• Exercise prompt
Each line below should be quoted exactly, please.

• Dataset excerpts
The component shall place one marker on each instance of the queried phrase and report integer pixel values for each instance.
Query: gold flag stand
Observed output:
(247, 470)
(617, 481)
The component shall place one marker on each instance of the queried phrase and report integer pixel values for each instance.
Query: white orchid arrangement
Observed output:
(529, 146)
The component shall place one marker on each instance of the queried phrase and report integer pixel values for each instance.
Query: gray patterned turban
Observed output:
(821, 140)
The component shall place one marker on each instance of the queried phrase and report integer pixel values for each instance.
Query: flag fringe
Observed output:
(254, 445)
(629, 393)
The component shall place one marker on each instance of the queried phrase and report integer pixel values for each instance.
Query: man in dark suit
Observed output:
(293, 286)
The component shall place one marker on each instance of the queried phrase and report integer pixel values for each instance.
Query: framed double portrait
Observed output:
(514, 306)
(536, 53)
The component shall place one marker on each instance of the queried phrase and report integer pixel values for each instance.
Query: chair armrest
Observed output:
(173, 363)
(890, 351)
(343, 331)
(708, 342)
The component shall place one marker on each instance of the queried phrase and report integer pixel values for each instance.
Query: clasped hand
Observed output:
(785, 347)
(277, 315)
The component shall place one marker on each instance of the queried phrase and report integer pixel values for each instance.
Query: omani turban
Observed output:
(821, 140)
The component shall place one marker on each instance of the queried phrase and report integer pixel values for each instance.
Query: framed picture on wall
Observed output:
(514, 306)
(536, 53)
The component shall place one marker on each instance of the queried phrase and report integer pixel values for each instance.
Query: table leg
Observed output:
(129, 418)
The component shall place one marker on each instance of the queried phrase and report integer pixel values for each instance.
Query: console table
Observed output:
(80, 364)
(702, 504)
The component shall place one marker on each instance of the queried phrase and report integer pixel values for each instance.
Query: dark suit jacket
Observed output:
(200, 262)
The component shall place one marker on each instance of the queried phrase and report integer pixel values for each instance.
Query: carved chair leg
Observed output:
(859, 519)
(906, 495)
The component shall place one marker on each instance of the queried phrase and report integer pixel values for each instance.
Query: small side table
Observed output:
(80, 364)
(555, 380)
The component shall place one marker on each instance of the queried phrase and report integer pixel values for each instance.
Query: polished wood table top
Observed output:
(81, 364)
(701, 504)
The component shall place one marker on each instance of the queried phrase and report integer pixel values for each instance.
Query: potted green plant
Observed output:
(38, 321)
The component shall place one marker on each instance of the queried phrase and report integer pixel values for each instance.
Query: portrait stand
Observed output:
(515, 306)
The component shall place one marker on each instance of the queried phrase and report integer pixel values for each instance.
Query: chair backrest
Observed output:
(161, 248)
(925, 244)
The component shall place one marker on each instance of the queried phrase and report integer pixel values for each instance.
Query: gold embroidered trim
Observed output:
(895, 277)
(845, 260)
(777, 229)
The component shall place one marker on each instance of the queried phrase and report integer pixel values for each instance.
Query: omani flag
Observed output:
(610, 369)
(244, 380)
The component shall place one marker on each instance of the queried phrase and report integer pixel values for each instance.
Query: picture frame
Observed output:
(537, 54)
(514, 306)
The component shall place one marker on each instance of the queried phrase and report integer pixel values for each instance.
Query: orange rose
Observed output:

• Completed exercise
The component shall place one marker on each instance of the queried phrase and report integer pixel values for each instance.
Query: gold flag stand
Observed output:
(247, 470)
(617, 481)
The component shall place one marker on each instance of the queried phrase and report integer pixel values for each instance.
Query: white orchid arrangement
Observed output:
(529, 146)
The component shall place one marker on each instance of the queried phrase and report integer pixel values for each instance.
Query: gray patterned turban
Observed output:
(821, 140)
The component shall place one marker on each instance of the queried phrase and report integer pixel values for each instance.
Query: flag fringe
Observed output:
(254, 445)
(629, 393)
The component shall place one marker on each instance of the queried phrase and report integer pixel values for each instance.
Query: man in dark suit
Observed output:
(293, 286)
The component shall place one marker on each instance of the queried phrase and report integer pixel values for each instance.
Query: framed double portrait
Observed output:
(514, 306)
(536, 53)
The component shall place one marker on each instance of the queried phrase and report integer pixel values for each instance.
Query: chair armrest
Observed output:
(173, 363)
(890, 351)
(343, 331)
(708, 342)
The component shall place one marker on each instance of the queried phrase and report integer pixel values for each instance.
Query: clasped hand
Observed output:
(785, 347)
(277, 315)
The component shall place one marker on each instance of the queried phrase and report integer pixel values for each instance.
Query: omani turban
Observed output:
(821, 140)
The component shall place one marker on each instance of the queried phrase and report integer pixel values for each instance.
Query: framed picture on wall
Observed output:
(514, 306)
(536, 53)
The component shall place one marker on each instance of the queried phrase and report integer pixel values for each instance.
Query: table leg
Observed output:
(129, 418)
The component shall place one marker on each instance of the queried phrase and report integer pixel values for each instance.
Query: console table
Observed output:
(80, 364)
(702, 504)
The component shall place one marker on each instance of the queried phrase and report integer pixel values for each instance.
Query: dark suit jacket
Observed output:
(200, 262)
The component shall place one marker on each instance of the queried phrase and report integer pixel values for each instance.
Query: carved chair leg
Observed output:
(859, 519)
(906, 495)
The component shall place one marker on each instance of the queried phrase and report integer pixel values for each instance.
Query: small side table
Observed output:
(80, 364)
(555, 380)
The component shall place one marker on each instance of the queried phrase and report integer pixel values for each instance.
Query: polished wood table top
Observed output:
(81, 364)
(701, 504)
The component shall place one marker on each instance of the queried phrase and report integer pixel values for each instance.
Query: potted green plant
Observed output:
(38, 321)
The component shall place one marker on each instance of the queried phrase and report integer pixel values for each instance.
Query: portrait stand
Observed output:
(515, 306)
The component shall place one marker on each instance of the queried phrase and report integer pixel values for each instance.
Query: chair backrest
Observed output:
(161, 248)
(925, 244)
The component shall place one marker on each instance of the queried phrase and report integer pixel values for each instance.
Query: gold embroidered trim
Observed output:
(895, 277)
(845, 260)
(777, 229)
The component shall place one marker on each instance of the queried phrase and report integer pixel values for each instance.
Query: omani flag
Observed output:
(610, 369)
(244, 380)
The component shall place one marker on each instance of the queried phrase and report integer pixel values for each instance.
Query: picture frame
Observed output:
(537, 54)
(514, 306)
The component shall place one marker on each instance of the queried phrase and report integer pixel values for each instance.
Query: orange rose
Observed output:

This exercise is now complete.